#### Using the information
A. Answer these questions from the interview on email issues:
(i) Which firm is Kathryn L. Ossian with?
(ii) Since what year has the E-Sign Act been on the books?
(iii) What did the Michigan Supreme Court's rule prohibit?
B. Reproduce word for word the stretch of the interview on email issues from "By Steve Thorpe" through "email issues seriously?".

#### Source text
========

Asked & Answered: Kathy L. Ossian on e-mail issues

By Steve Thorpe

Legal News

Two recent court decisions, Waddle v Elrod and Republic Bank Inc. v West Penn Allegheny Health System Inc., reaffirm that exchanges of email messages can result in binding contracts. A growing number of courts are following this reasoning by construing email on the same level with more traditional means of correspondence. Kathryn L. Ossian of Miller Canfield has experience representing technology clients, including helping them draft their standard technology agreements and keeping them updated on legal developments in the field.

Thorpe: Is it hard to get clients to take email issues seriously?

Ossian: It was more difficult in the past but is becoming less so given the number of court decisions involving email. Emerging legal issues involving texting and use of social media have also helped clients become more focused on these types of issues.

Thorpe: In Republic Bank Inc. v West Penn Allegheny Health System Inc., a hospital pointed to a lack of paper documentation to try and void a contract but the court ruled, and was upheld on appeal, that a valid contract was formed through email exchanges. Tell us about that.

Ossian: The court found that the exchange of multiple messages between the parties contained the necessary elements of a contract--offer, acceptance, consideration and mutual assent. The essential terms such as price and quantity were also included. When the bank attempted to enforce the agreed upon terms, the hospital raised the Uniform Commercial Code's ''writing'' requirement as a defense. The court easily dismissed this, finding that the email messages were writings sufficient to satisfy the UCC requirement. The decision recognizes the frequent and common use of email in commercial settings, including for contract negotiation and formation.

Thorpe: In Waddle v Elrod, the court ruled that an attorney's ''signature'' at the bottom of the email message rendered it a ''signed memorandum.'' Was that a surprise?

Ossian: No, because the Statute of Frauds focuses on the writing being authentic. Even though this case involved the transfer of real property, a matter that falls under the Statute of Frauds, neither party claimed that the email message was not theirs (or that of their attorney). Electronic signatures have received legal recognition for over a decade. The federal Electronic Signatures in Global and National Commerce Act (E-Sign Act) has been on the books since 2000.

Thorpe: Where do you think email law is going? What new wrinkles might we see?

Ossian: While the court decisions thus far have involved commercial contracts, settlement agreements and even the sale of real property, I've yet to see a case validating a will, trust or similar instrument via email. As even the E-Sign Act exempts those types of instruments, it may be a long while before we see a decision like that.

Thorpe: With the current state of law on the subject, what's the most important part of any company's email policy?

Ossian: Many elements of an organization's policy are impacted by these decisions, including examples of situations where the use of email is not recommended and the effective use of disclaimers. Existing policies should be reviewed and updated as needed given the current legal climate.

Thorpe: How do texting and tweeting fit into the picture? Would they be affected by these rulings?

Ossian: Certainly texts and tweets could also be held to form the basis for binding agreements. Last year, a federal court in Florida held that instant messages exchanged between representatives of companies ''operate collectively as an unsigned writing containing the terms of the agreement to modify'' a contract between the parties. After a five day trial, the court awarded damages of over $1.2 million dollars based on the amended contract terms.

Thorpe: Are there concerns about juries and social media; texting; tweeting? Any law being made there?

Ossian: Yes. there are a number of court decisions over the past few years addressing motions for mistrial based on a juror's improper use of social media or other Internet access while sitting in trial. The Michigan Supreme Court enacted a rule prohibiting jurors from using electronic devices in the court or during deliberations. This continues to be a major concern for judges and litigants.

Thorpe: Can you foresee a day when a decision similar to Republic Bank Inc. v West Penn Allegheny Health System Inc. could be rendered over exchanges on Facebook or Twitter?

Ossian: Absolutely, it is just a matter of time.

========

#### Listed entries
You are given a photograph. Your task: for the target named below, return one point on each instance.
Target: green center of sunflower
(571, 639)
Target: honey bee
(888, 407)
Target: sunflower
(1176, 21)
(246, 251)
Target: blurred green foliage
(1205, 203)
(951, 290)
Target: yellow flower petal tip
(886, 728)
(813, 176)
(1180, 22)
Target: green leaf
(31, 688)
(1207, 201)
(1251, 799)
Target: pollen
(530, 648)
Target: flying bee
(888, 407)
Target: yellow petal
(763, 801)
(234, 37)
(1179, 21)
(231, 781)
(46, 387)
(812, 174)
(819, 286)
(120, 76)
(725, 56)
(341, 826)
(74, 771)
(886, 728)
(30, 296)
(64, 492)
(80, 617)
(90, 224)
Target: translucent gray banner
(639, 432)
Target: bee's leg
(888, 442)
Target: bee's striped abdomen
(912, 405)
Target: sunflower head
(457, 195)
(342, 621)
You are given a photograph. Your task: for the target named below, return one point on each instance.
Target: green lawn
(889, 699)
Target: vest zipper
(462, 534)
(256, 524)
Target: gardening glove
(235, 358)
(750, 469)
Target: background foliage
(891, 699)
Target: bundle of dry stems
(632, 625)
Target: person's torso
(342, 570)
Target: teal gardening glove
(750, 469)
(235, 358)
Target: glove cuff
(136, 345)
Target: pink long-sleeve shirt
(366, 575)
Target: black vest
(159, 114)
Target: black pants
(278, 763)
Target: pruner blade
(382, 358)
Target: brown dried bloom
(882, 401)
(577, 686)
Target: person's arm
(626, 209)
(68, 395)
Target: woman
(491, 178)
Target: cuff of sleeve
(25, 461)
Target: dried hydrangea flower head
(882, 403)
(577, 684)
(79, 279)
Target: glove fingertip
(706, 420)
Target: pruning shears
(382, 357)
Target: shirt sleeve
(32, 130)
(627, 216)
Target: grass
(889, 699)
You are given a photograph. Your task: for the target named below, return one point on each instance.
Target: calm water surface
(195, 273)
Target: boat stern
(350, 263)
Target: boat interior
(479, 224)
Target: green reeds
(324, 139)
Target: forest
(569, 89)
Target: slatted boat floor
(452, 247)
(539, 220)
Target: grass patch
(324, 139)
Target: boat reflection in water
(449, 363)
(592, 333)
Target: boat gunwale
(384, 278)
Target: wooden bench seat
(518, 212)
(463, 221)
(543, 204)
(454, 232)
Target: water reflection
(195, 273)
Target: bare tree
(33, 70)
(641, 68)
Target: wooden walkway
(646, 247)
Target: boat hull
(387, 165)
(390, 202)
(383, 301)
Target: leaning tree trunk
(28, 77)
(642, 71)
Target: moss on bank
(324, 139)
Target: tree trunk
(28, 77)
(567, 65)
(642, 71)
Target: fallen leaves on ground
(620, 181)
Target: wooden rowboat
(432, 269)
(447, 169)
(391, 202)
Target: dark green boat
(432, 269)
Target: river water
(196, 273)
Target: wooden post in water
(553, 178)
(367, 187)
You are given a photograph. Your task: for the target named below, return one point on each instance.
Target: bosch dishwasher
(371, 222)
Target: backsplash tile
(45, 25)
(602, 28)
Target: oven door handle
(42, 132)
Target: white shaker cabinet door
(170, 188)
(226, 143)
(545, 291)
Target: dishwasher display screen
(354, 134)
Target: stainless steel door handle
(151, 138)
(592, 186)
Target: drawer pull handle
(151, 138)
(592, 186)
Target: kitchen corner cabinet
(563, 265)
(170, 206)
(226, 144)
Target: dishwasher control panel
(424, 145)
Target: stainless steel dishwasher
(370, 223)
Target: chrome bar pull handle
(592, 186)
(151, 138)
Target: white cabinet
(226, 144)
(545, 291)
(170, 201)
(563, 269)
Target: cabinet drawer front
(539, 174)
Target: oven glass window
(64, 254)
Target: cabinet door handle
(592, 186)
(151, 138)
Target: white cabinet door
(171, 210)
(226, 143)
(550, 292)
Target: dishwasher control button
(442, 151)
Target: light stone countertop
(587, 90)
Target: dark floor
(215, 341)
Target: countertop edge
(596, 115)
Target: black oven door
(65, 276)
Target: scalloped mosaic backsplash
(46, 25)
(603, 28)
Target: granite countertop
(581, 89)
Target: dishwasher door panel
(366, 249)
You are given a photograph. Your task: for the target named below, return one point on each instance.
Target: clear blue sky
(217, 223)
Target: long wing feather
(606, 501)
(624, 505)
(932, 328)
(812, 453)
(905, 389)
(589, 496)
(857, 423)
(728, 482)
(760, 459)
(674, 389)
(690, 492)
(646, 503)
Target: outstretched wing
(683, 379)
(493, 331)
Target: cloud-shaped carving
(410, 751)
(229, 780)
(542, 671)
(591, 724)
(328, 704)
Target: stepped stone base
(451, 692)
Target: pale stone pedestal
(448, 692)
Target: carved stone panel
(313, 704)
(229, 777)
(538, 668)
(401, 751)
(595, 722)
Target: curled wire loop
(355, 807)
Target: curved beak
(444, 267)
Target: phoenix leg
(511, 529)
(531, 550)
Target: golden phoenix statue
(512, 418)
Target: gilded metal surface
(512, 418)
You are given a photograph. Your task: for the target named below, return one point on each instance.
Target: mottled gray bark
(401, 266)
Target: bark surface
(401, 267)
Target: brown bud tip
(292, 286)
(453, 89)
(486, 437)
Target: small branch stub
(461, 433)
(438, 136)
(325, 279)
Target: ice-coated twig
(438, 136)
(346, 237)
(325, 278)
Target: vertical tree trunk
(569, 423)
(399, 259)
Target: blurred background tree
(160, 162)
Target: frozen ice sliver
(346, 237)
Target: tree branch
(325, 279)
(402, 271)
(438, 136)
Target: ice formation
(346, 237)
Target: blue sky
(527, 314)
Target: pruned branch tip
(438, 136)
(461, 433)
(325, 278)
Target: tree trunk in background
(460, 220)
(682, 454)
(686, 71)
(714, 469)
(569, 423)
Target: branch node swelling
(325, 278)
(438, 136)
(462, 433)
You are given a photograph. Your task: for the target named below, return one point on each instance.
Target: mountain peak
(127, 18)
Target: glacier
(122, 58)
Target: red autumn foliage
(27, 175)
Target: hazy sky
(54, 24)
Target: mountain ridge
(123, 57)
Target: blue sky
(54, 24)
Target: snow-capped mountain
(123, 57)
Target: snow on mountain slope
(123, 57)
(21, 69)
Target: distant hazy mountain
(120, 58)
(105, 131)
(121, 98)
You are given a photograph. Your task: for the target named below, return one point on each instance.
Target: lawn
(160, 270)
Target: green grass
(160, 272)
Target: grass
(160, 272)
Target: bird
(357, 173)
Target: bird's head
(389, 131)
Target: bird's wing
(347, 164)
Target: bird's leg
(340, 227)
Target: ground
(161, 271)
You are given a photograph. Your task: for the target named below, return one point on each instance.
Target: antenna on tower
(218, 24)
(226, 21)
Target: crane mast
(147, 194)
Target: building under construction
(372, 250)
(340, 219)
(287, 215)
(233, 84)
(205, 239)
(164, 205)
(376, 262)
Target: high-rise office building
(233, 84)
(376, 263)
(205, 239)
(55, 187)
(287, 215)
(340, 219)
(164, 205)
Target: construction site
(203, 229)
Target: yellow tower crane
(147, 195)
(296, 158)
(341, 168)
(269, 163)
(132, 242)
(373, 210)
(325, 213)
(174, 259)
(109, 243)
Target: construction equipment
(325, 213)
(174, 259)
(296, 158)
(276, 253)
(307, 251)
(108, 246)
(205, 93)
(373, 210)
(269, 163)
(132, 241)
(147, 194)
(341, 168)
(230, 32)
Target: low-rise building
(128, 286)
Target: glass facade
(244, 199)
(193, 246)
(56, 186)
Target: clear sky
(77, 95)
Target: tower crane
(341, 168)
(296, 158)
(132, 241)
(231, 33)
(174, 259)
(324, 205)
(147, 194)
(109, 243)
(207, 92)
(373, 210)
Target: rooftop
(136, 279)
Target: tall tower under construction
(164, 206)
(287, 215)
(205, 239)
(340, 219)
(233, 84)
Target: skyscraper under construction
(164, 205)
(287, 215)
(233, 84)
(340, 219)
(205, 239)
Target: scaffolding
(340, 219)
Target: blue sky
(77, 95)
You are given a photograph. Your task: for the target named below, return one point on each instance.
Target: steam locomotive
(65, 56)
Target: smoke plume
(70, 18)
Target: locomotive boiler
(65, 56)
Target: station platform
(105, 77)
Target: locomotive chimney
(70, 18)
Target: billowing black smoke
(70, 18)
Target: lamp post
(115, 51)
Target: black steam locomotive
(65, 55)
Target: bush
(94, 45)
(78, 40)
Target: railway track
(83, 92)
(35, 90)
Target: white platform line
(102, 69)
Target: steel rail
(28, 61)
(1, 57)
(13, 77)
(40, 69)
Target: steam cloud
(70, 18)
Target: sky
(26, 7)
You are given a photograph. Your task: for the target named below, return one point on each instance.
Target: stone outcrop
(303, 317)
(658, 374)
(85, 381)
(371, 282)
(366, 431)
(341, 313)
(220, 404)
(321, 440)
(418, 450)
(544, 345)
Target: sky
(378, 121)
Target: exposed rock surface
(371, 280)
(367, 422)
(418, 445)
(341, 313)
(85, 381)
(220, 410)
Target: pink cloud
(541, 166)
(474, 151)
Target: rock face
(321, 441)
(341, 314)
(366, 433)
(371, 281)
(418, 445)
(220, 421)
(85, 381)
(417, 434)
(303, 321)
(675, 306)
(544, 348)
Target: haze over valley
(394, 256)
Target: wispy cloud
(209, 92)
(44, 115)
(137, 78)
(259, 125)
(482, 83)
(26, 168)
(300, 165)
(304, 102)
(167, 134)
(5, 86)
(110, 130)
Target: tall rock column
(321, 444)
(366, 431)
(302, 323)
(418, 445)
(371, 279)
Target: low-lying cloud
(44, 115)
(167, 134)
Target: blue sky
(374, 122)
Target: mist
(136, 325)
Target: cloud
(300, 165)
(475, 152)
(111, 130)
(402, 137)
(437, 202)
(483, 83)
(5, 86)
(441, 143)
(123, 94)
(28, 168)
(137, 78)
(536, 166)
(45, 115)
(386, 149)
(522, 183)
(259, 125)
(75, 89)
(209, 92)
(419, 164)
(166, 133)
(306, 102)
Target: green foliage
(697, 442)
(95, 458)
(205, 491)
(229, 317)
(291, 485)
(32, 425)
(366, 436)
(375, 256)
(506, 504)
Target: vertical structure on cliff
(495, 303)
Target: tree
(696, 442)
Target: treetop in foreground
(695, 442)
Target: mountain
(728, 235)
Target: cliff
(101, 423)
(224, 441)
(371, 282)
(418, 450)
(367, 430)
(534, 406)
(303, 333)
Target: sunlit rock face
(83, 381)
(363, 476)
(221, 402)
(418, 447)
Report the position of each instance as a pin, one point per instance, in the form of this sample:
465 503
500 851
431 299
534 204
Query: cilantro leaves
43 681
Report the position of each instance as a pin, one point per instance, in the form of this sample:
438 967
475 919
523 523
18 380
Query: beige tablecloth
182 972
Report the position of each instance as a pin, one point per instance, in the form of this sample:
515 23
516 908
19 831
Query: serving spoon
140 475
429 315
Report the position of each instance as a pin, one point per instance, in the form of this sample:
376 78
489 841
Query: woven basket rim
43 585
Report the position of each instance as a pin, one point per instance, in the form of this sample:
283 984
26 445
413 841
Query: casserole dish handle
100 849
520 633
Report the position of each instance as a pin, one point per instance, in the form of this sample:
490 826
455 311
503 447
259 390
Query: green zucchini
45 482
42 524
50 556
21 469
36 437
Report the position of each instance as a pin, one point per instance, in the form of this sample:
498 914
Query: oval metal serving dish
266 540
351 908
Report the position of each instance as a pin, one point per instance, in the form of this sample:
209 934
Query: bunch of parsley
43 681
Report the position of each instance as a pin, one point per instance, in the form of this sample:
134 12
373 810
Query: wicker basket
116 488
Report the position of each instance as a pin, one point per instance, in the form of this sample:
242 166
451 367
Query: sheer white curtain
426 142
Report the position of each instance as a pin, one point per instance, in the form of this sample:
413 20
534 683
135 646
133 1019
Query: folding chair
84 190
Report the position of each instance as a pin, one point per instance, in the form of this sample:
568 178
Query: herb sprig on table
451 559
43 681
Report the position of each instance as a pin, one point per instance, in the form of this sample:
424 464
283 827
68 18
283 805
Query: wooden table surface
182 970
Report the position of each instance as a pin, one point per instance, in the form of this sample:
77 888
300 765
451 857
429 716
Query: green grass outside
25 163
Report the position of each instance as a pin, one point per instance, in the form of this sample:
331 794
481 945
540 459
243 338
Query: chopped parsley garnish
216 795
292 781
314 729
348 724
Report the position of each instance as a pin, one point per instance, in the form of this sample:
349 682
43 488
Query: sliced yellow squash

========

#### Solutions to the tasks
A.
(i) Miller Canfield
(ii) 2000
(iii) Jurors from using electronic devices in the court or during deliberations

B.
By Steve Thorpe

Legal News

Two recent court decisions, Waddle v Elrod and Republic Bank Inc. v West Penn Allegheny Health System Inc., reaffirm that exchanges of email messages can result in binding contracts. A growing number of courts are following this reasoning by construing email on the same level with more traditional means of correspondence. Kathryn L. Ossian of Miller Canfield has experience representing technology clients, including helping them draft their standard technology agreements and keeping them updated on legal developments in the field.

Thorpe: Is it hard to get clients to take email issues seriously?